Tugas Dikerjakan:
1 – Kutip dari cerita tentang sinyal di Kalimantan bagian yang dimulai pada kata-kata "Tahun 2011 lalu" dan berhenti setelah kata-kata "berkoordinasi tentang pekerjaannya.".
2 – Bisakah paragraf dalam cerita tentang sinyal di Kalimantan yang diawali "Saya teringat cerita seorang teman" diringkas menjadi beberapa poin singkat tanpa menghilangkan fakta utamanya?
3 – Teruskan cerita tentang sinyal di Kalimantan, dimulai setelah kalimat terakhir yang ditampilkan.

Salah satu kendala yang dihadapi para pejalanan dimana tiada hari tanpa gadget adalah sinyal. Terutama yang setiap saat harus berurusan untuk komunikasi dengan pihak pihak lain. Dan susahnya di beberapa tempat di pulau Kalimantan sering kita menjumpai daerah daerah yang minim sinyal.

Saya teringat cerita seorang teman beberapa tahun lalu ketika melakukan perjalanan di Bukit Tekenang. Dia menggunakan kartu dari salah satu provider terbesar di Indonesia. Setelah beberapa hari tidak ada sinyal dan ketika di Bukit Tekenang ternyata sinyal full. Tapi tulisannya bukan tulisan provider Indonesia, tapi dari negeri seberang. Karena saat itu belum terlalu paham, jadi ketika ada telpon dari kerabat masuk dan dia angkat, ndak sampai terlalu lama berbicara telpon mati. Dan setelah itu dia mencoba menelpon ulang tapi tidak bisa. Dicoba cek pulsa ternyata pulsa yang menurut dia tadi masih sekitar 50 ribuan sudah habis ludes. Eaaaa.. ternyata kena roaming hahahaha…

Tahun 2011 lalu ketika melakukan perjalanan hampir selama 3 minggu di sekitar Kapuas Hulu juga pasrah aja pas ndak ada sinyal buat berkomunikasi. Handphone paling digunakan untuk mendengarkan musik selama perjalanan sampai baterai habis.

Desember 2015 kemarin, ketika kami berada di rumah panjang Keluin, Kapuas Hulu, lokasi dikelilingi bukit sehingga komunikasi dengan telpon hampir tidak bisa. Tapi sekarang dengan semakin terbiasa kita menggunakan koneksi internet untuk berkomunikasi dan berbagi cerita melalui media sosial semakin kita membutuhkan koneksi internet. Rasanya ada yang kurang kalau foto pagi ini tidak di share ke teman-teman lainnya. Ada pula yang karena kebutuhan bisnis terpaksa harus sering mencari sinyal untuk berkoordinasi tentang pekerjaannya.

Masyarakat yang tinggal di rumah panjang Keluin biasanya kalau butuh berkomunikasi mereka menaiki bukit tidak jauh dari tempat tinggal mereka. Bukit Niko mereka menyebutnya. “dulu pernah ada peneliti dari luar, namanya mr Niko(las?) yang sering naik ke bukit itu untuk mencari sinyal. Jadi supaya lebih mudah kami menyebut bukit itu bukit Niko” ucap salah satu penduduk ketika kami bertanya kenapa disebut bukit Niko.

Bahan Sumber:

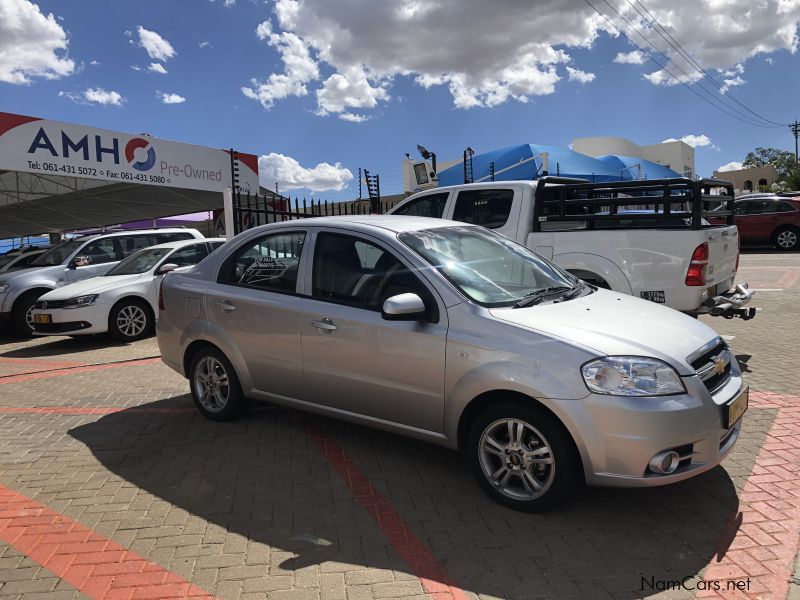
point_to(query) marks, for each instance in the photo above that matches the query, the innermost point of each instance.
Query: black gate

Jawaban per Tugas:
1 –
Tahun 2011 lalu ketika melakukan perjalanan hampir selama 3 minggu di sekitar Kapuas Hulu juga pasrah aja pas ndak ada sinyal buat berkomunikasi. Handphone paling digunakan untuk mendengarkan musik selama perjalanan sampai baterai habis.

Desember 2015 kemarin, ketika kami berada di rumah panjang Keluin, Kapuas Hulu, lokasi dikelilingi bukit sehingga komunikasi dengan telpon hampir tidak bisa. Tapi sekarang dengan semakin terbiasa kita menggunakan koneksi internet untuk berkomunikasi dan berbagi cerita melalui media sosial semakin kita membutuhkan koneksi internet. Rasanya ada yang kurang kalau foto pagi ini tidak di share ke teman-teman lainnya. Ada pula yang karena kebutuhan bisnis terpaksa harus sering mencari sinyal untuk berkoordinasi tentang pekerjaannya.

2 –
- Beberapa tahun lalu, seorang teman bepergian di Bukit Tekenang dengan kartu dari salah satu provider terbesar di Indonesia.
- Setelah beberapa hari tanpa sinyal, sinyal di Bukit Tekenang ternyata penuh, tetapi yang tertera adalah provider dari negeri seberang.
- Ia mengangkat telepon dari kerabat. Tak lama kemudian sambungan terputus, dan ia tidak bisa menelepon ulang.
- Pulsanya yang masih sekitar 50 ribuan ternyata sudah habis karena terkena roaming.

3 –
Panorama pagi hari di bukit Niko bisa dinikmati dalam format panorama 360 melalui website my360story.com lho
http://my360story.com/vr360/sentarum/sentarum.html

Perjalanan ke bukit Niko sebenarnya tidak terlalu lama, paling sekitar 15 menit jalan kaki. Tapi karena waktu itu masih sering hujan jadi jalur tanah yang kami lewati menjadi licin. Belum lagi kami harus memanjat manjat supaya bisa sampai ke bagian atasnya. Beberapa dari kami terpaksa rela melepaskan alas kaki dan “nyeker” ketika memanjat bukitnya supaya tidak terpeleset. Yah demi dua tiga baris sinyal yang menghubungkan kami dengan dunia luar.

O iya kami biasanya menuliskan dulu semua yang akan kami kirimkan ketika berada di rumah panjang. Baik Email, facebook, instagram, whatsapp ke teman-teman. Jadi ketika sampai lokasi, kami tinggal mencari tempat yang paling banyak mendapatkan sinyal, acungkan hape tinggi tinggi dan tak lama kemudian, kalau pas beruntung, akan ada bunyi titititititi.. tanda masuk pesan dari seberang.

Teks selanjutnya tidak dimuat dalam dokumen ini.